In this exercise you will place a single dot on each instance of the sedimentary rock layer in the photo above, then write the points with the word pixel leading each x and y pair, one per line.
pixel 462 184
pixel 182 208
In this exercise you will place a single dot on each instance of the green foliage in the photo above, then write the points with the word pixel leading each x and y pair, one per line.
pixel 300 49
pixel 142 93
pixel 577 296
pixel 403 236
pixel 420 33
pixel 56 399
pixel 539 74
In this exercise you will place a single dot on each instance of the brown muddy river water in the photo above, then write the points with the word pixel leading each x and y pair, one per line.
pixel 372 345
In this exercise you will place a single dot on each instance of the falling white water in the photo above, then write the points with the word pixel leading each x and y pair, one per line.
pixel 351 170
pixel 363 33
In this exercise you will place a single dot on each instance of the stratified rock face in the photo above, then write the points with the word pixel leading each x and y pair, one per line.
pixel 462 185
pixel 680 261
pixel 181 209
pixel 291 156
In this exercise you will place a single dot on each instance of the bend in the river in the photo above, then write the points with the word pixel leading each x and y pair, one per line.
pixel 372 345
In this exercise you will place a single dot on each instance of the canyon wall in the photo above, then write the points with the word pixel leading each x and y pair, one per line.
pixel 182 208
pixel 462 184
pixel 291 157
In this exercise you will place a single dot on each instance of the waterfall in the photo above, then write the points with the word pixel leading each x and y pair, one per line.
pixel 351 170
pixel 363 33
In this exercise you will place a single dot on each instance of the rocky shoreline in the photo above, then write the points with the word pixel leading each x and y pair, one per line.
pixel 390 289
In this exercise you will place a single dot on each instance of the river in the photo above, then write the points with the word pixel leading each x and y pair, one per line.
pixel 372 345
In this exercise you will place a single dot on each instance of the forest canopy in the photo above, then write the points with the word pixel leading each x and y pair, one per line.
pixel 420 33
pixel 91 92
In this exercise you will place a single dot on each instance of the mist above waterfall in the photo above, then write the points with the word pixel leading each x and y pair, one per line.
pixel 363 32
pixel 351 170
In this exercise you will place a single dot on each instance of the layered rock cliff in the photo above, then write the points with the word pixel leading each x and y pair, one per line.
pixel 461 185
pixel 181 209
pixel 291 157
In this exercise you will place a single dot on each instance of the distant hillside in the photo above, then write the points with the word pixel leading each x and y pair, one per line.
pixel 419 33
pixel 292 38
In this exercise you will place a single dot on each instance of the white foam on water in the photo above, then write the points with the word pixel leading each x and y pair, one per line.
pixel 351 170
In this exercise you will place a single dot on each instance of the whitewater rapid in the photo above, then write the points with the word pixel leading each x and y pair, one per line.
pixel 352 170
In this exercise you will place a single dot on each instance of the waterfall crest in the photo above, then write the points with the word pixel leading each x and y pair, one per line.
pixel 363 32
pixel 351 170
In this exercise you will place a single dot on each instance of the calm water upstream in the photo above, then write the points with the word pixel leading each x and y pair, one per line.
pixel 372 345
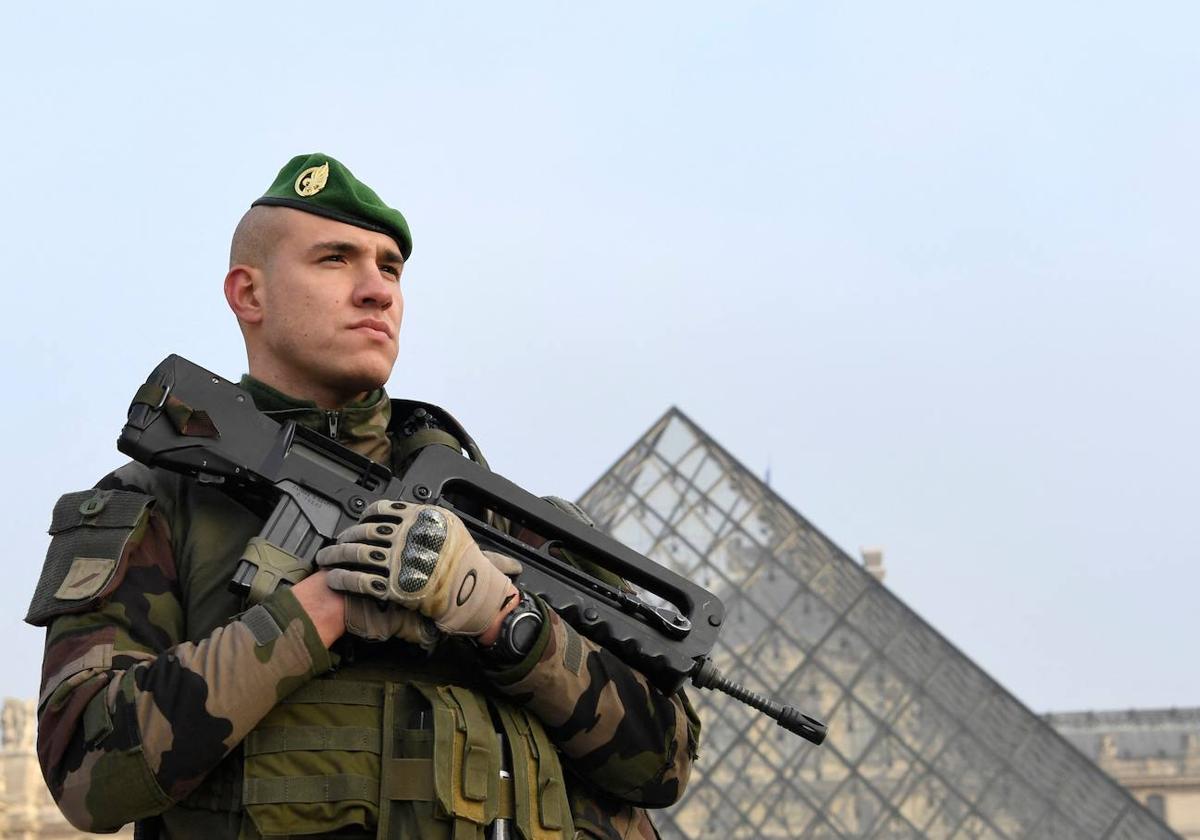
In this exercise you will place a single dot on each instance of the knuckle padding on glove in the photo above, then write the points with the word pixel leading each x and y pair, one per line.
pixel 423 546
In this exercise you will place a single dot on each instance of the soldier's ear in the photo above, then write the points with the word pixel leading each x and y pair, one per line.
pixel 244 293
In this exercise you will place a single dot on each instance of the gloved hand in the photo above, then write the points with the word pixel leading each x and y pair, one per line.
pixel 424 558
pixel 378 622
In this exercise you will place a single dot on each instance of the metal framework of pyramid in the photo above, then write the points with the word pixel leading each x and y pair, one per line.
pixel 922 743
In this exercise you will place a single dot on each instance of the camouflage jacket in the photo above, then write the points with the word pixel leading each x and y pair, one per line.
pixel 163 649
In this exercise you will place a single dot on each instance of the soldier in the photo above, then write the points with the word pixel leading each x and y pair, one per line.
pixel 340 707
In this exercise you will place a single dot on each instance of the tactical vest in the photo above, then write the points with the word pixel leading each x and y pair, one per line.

== == ==

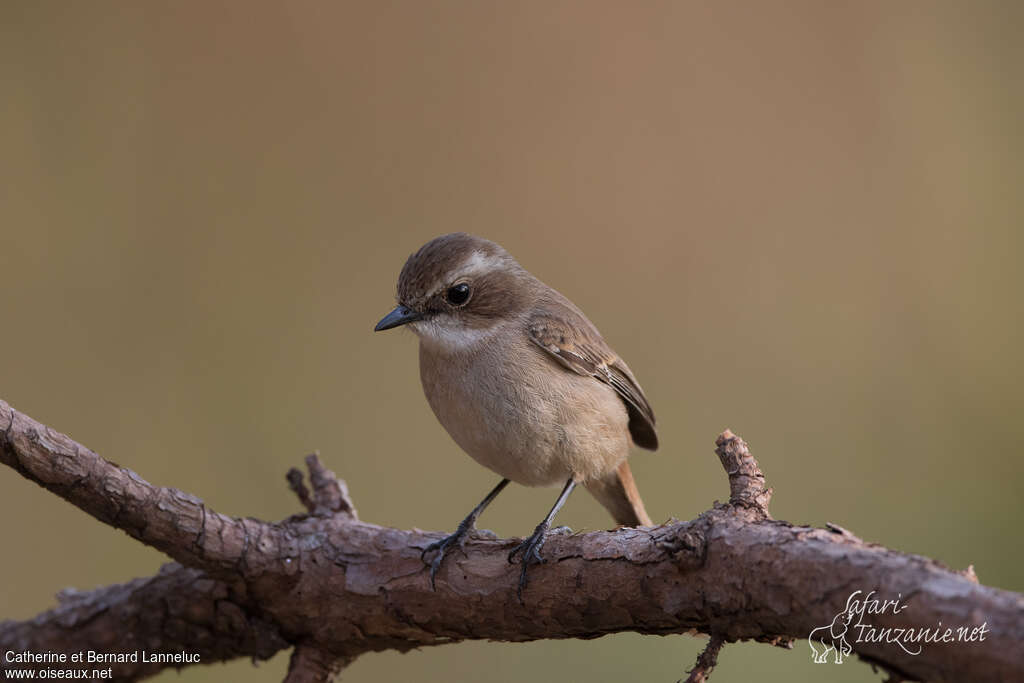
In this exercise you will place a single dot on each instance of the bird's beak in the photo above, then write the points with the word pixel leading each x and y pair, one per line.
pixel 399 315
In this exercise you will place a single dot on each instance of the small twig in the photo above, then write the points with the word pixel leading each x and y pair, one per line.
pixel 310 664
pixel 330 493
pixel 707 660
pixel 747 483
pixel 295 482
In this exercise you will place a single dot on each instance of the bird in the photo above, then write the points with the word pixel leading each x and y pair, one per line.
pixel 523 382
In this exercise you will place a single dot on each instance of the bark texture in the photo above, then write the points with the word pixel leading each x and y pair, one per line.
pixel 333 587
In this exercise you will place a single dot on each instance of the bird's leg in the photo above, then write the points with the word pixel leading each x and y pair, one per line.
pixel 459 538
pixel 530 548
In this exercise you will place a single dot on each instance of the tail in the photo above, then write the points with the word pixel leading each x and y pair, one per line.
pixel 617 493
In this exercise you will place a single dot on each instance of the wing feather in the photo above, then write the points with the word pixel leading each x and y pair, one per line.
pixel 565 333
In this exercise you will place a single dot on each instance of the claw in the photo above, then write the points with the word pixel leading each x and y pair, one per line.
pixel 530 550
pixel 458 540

== == ==

▶ _The exercise_: Show every line from the items above that includes the word "feather", copying each line unchanged.

▶ _Solution_:
In this exercise you will place a single dot on each instance of the wing feather in the photo above, then write the points with the word pixel leading each x and y pair, one per line.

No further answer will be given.